__HOW TO COMPLETE THIS TASK__: Copy every record below exactly as written, but leave out the pictures.

__GIVEN DATA__:

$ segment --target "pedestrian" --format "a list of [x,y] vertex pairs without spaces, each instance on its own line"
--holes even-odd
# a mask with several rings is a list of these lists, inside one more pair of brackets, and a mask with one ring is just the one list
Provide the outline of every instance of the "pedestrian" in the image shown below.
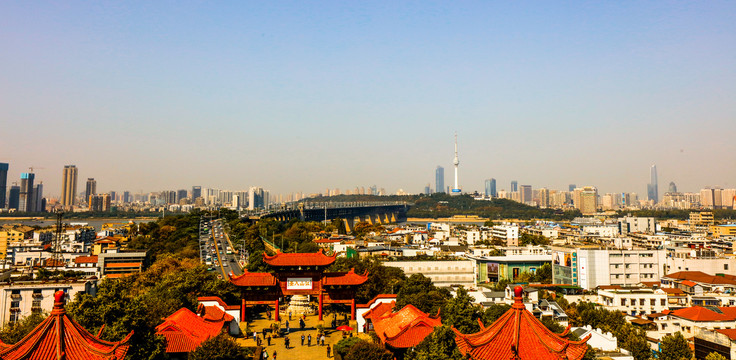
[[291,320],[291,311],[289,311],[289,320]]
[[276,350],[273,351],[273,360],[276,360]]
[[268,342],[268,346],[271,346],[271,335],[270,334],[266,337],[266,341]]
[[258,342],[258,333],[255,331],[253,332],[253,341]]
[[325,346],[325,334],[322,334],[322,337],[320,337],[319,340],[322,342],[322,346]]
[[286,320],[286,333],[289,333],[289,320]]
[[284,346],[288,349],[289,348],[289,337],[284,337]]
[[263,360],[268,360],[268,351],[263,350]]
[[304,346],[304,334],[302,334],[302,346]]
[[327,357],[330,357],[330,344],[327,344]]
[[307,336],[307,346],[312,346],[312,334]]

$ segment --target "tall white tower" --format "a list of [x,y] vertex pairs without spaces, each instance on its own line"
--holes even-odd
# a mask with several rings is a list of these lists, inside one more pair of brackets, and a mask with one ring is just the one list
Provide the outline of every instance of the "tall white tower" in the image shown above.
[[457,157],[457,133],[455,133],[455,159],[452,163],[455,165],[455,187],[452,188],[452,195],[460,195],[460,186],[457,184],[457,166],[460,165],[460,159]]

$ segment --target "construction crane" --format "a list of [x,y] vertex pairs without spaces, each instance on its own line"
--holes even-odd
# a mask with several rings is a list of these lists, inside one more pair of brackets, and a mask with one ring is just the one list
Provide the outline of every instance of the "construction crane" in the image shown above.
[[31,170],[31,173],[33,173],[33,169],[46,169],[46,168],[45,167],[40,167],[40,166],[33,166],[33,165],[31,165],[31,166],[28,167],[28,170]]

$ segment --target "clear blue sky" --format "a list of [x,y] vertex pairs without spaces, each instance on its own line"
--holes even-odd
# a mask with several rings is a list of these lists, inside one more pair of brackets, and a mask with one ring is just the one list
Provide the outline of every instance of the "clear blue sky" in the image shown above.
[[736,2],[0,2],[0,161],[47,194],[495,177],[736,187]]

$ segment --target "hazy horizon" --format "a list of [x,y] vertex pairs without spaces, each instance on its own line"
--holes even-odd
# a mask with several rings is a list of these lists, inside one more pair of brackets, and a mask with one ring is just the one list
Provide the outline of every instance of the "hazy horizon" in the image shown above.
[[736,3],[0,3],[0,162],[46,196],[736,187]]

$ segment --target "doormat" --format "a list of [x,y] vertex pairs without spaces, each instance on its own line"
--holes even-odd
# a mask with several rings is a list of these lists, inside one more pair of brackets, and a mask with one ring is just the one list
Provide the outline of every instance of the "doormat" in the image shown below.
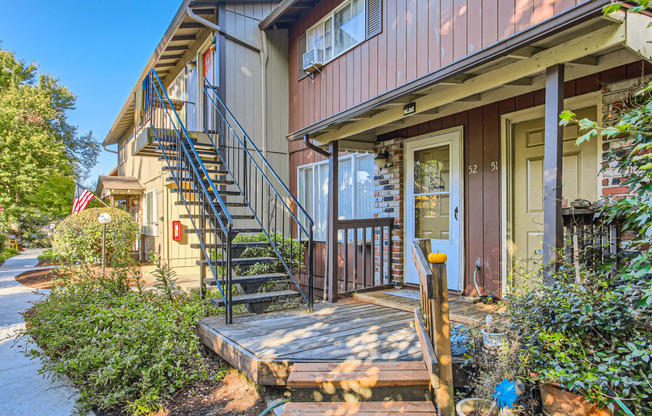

__ANSWER SECTION__:
$ segment --target "pedestrian" --format "a list of [x,y] vertex pairs without spaces, each instance on its own line"
--holes even-odd
# a mask with several rings is a list of these lists, inside one more pair of brackets, and a mask with one ring is just the one list
Provide the outline of every instance of the "pedestrian" in the image shown below.
[[291,320],[291,311],[289,311],[289,320]]
[[276,350],[273,351],[273,360],[276,360]]
[[268,342],[268,346],[271,346],[271,335],[270,334],[266,337],[266,341]]
[[258,342],[258,333],[255,331],[253,332],[253,341]]
[[325,346],[325,334],[322,334],[322,337],[320,337],[319,340],[322,342],[322,346]]
[[286,320],[286,333],[289,333],[289,320]]
[[284,346],[288,349],[289,348],[289,337],[284,337]]
[[263,360],[268,360],[268,351],[263,350]]
[[304,346],[304,334],[302,334],[302,346]]
[[327,357],[330,357],[330,344],[327,344]]
[[307,336],[307,346],[312,346],[312,334]]

$ segment --target "tall white tower" --format "a list of [x,y] vertex pairs without spaces, each instance on its own line"
--holes even-odd
# a mask with several rings is a list of these lists, inside one more pair of brackets, and a mask with one ring is just the one list
Provide the outline of every instance of the "tall white tower" in the image shown above.
[[457,157],[457,133],[455,133],[455,159],[452,163],[455,165],[455,187],[452,188],[452,195],[460,195],[460,186],[457,184],[457,166],[460,165],[460,159]]

$ segment --target "construction crane" --format "a list of [x,y] vertex pairs without spaces, each instance on its own line"
--holes even-odd
# a mask with several rings is a list of these lists, inside one more pair of brackets, and a mask with one ring is just the one list
Provide the outline of every instance of the "construction crane" in the image shown above.
[[31,170],[31,173],[33,173],[33,169],[46,169],[46,168],[45,167],[40,167],[40,166],[33,166],[33,165],[31,165],[31,166],[28,167],[28,170]]

$ segment --target "clear blue sky" --format "a list of [x,y] vertex pairs without spaces, each instance on its own line"
--holes even-odd
# a mask with several rings is a list of these lists, inside one more pair of brackets, and a mask with one ring is just the one list
Provide the outline of every instance of the "clear blue sky" in the image shown above.
[[736,2],[0,2],[0,161],[47,194],[495,177],[736,187]]

$ segment --target "hazy horizon" --format "a list of [x,y] vertex pairs without spaces, each instance on its own line"
--holes even-odd
# a mask with several rings is a list of these lists, inside one more pair of brackets, and a mask with one ring is just the one list
Provide the outline of every instance of the "hazy horizon" in the image shown above.
[[736,3],[0,3],[0,162],[46,196],[736,187]]

$ segment --target "doormat" --format "a list of [x,y] vertex pairs without spaces, each instance on its own line"
--holes even-odd
# a mask with several rings is a list of these lists, inside one more pair of brackets, and a mask with one ring is just the one list
Provide the outline of every instance of the "doormat" in the image shown below.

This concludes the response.